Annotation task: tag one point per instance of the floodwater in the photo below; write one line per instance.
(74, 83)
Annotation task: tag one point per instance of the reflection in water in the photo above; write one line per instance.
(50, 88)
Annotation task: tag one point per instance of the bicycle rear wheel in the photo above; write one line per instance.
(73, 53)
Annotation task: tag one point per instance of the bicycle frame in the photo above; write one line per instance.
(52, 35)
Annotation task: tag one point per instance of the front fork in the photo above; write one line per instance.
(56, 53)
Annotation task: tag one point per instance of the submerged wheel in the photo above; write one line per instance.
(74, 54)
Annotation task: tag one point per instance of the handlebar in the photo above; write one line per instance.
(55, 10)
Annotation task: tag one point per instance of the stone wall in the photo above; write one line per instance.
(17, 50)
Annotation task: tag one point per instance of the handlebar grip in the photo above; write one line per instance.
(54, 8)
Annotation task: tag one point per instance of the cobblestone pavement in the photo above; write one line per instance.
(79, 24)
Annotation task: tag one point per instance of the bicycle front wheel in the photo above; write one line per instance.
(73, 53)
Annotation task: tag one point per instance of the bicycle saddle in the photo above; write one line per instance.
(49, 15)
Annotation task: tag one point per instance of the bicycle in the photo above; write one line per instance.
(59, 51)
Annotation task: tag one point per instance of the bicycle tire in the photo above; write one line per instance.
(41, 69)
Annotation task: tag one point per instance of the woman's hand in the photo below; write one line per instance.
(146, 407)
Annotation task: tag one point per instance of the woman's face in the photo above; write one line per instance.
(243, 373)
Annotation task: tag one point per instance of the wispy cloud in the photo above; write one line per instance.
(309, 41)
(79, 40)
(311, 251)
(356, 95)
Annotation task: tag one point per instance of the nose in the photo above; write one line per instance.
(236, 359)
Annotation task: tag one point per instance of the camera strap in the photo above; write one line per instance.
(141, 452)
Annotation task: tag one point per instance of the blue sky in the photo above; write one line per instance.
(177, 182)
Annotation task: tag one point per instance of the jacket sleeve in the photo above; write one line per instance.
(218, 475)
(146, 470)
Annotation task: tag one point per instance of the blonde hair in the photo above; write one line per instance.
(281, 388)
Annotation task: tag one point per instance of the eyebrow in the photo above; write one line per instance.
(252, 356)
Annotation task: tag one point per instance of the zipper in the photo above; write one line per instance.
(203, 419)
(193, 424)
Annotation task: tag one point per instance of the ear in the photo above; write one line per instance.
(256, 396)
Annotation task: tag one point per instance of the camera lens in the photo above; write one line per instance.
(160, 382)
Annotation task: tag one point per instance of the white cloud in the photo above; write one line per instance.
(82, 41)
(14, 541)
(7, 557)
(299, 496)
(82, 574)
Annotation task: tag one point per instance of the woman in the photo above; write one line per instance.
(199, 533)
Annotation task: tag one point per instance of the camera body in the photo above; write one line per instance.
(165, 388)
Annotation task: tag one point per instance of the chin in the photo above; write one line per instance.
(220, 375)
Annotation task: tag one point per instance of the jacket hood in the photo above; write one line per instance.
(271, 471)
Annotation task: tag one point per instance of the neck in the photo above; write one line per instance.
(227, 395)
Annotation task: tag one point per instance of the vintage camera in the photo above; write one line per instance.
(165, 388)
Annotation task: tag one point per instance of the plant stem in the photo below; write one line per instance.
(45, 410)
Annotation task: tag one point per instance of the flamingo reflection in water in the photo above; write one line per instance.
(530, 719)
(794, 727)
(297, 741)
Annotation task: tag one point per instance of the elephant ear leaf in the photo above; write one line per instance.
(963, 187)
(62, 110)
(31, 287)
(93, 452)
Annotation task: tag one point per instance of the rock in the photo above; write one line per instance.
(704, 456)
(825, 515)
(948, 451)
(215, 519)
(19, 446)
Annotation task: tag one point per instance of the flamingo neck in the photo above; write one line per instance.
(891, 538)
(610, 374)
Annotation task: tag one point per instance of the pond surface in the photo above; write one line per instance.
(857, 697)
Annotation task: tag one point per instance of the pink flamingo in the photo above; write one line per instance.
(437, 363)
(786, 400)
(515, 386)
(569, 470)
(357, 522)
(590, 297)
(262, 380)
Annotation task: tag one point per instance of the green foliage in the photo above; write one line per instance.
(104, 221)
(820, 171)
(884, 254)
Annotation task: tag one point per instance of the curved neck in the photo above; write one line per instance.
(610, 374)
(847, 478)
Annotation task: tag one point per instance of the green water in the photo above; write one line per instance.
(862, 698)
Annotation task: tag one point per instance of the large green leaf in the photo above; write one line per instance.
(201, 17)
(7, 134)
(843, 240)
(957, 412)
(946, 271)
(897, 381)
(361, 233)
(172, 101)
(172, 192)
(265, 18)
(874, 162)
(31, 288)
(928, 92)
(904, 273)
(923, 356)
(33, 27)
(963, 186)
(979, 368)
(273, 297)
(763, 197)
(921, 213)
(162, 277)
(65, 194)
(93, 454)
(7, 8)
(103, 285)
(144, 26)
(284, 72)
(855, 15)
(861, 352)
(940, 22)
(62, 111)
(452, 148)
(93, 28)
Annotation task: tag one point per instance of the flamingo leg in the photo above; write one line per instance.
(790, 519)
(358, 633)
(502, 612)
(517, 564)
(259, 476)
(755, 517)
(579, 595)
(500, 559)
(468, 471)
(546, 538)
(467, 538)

◆ ◆ ◆ ◆ ◆

** GOAL OF THE EXERCISE **
Output only the lines from the one holding "Annotation task: tag one point per instance of the flamingo leg" through the last line above, exactly as they appear.

** SOLUTION TO THIS EXERCISE **
Annotation task: tag one point per instance of the flamingo leg in the photo above; write one line per instance.
(790, 519)
(358, 633)
(502, 612)
(517, 564)
(259, 476)
(755, 517)
(579, 595)
(500, 559)
(468, 471)
(546, 538)
(467, 538)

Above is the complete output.